• TASK DESCRIPTION: Retype the records exactly.

• PROVIDED INFORMATION:
-- -- --
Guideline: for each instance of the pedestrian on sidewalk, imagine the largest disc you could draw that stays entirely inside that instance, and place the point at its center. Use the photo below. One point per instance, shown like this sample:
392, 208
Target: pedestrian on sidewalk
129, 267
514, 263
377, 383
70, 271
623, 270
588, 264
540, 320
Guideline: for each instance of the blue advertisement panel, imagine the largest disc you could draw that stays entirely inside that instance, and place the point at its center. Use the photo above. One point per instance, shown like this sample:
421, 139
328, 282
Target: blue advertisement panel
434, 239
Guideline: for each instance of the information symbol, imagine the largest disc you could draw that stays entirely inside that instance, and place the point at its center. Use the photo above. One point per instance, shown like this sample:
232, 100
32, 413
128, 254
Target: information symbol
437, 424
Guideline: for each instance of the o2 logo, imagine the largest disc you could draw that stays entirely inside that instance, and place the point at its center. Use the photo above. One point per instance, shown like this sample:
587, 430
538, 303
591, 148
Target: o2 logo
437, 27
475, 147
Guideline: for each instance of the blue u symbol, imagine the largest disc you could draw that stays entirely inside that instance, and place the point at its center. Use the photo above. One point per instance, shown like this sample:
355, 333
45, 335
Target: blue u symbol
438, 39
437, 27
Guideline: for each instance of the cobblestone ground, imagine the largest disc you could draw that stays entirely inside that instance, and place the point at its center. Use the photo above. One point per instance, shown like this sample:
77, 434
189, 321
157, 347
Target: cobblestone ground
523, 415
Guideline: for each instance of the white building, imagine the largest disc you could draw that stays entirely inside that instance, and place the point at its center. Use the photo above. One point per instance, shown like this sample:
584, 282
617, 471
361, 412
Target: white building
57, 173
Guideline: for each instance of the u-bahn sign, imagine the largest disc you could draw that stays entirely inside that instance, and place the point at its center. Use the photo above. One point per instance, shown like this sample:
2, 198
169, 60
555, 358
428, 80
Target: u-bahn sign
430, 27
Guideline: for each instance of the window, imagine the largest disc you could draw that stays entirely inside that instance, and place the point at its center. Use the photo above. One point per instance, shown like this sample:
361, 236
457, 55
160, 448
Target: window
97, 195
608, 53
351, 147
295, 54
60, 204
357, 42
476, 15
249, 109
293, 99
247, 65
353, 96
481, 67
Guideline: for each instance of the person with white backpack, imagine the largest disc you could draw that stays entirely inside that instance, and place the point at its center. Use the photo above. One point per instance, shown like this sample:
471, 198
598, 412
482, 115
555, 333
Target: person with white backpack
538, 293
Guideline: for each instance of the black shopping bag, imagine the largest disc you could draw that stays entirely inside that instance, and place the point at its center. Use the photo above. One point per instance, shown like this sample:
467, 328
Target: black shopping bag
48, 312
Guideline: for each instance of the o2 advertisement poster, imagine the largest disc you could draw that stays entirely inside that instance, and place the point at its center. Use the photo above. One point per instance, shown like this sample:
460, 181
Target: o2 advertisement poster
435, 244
-- -- --
• THE ANSWER:
Guideline: for each instance of the pedestrian on sidewalk, imagine the largest disc you could draw that stays entirely inside that instance, and place the point at its center. Use the photo below. One point per instance, shown like this sample:
392, 208
Target: pedestrian on sidewalk
129, 267
514, 263
377, 383
70, 271
623, 270
588, 264
540, 320
Guideline: for each instance of the blue advertisement panel, imagine the largest disc you could draw that stays entirely inside that instance, and place the point at its center. Use the photo above. One point per instance, shown like this sample:
421, 139
328, 282
Target: blue advertisement panel
434, 239
Guideline: for each instance of the information symbol, imagine the largest disc you could draw that stays entirely inside that instance, and place the point at its center. Use the photo above. One point per instance, shown like this sample:
232, 100
32, 413
128, 254
Target: information symbol
437, 424
Guideline: for each instance of the o2 logo, imagine the largest disc you could draw that stays entirely inside that instance, and place the point at its center. Use the photo above. One point per instance, shown like this sample:
587, 430
538, 303
591, 148
Target: o2 logo
437, 27
475, 147
Guideline: for each instance of the blue u symbol, imagine the largest disc you could draw that stays entirely inside that instance, and place the point at its center. Use the photo above. One point per instance, shown like this sample:
355, 333
45, 335
Target: blue u symbol
438, 39
437, 27
Guideline: for each instance of the cobblestone ground, imagine the largest disc you could draw that stays entirely inside that instance, and place the point at its center. Use the photo above. One point per instance, shown like this sample:
77, 434
189, 321
157, 347
Target: cobblestone ground
523, 415
Guideline: for each instance of the white building, imagine the largest disc you could draw that stays entirely inside that instance, and place the point at its center. Use the photo above. One point per instance, shown like this sample:
584, 282
617, 471
361, 412
Target: white building
57, 173
Guideline: for each instance of the u-bahn sign, imagine the largest disc you could draw that stays entirely inside that instance, and place the point at its center. Use the photo above. One point per instance, shown like this sample:
2, 198
169, 60
555, 358
428, 80
Target: u-bahn sign
430, 27
Guideline: for each instance of the window, imagine the largest disc you could draw that stays entirely inside that instance, and place the point at its center. Use the photo above. One point per instance, shown like this sample:
361, 236
457, 55
160, 448
Target: window
97, 195
608, 53
351, 147
295, 54
60, 204
357, 42
476, 15
249, 109
293, 99
247, 65
353, 96
481, 67
Guideline: for each instance of the person with white backpack, imagine the largest disc you could draw that stays entirely inside that instance, and place the point at its center. Use the photo above. One point per instance, shown like this sample:
471, 198
598, 412
482, 115
555, 333
Target: person with white backpack
538, 293
Guideline: for each instance of the black shopping bag, imagine the largest disc you could draw that stays entirely inside that instance, and place the point at its center. Use the photo above. One point per instance, shown like this sample:
467, 328
Target: black shopping bag
48, 312
Guideline: for each instance of the o2 advertisement poster, imagine the largest disc you could draw that stays entirely inside that instance, and place the point at its center. Use the photo above. One point per instance, shown like this sample:
460, 181
Target: o2 advertisement poster
435, 244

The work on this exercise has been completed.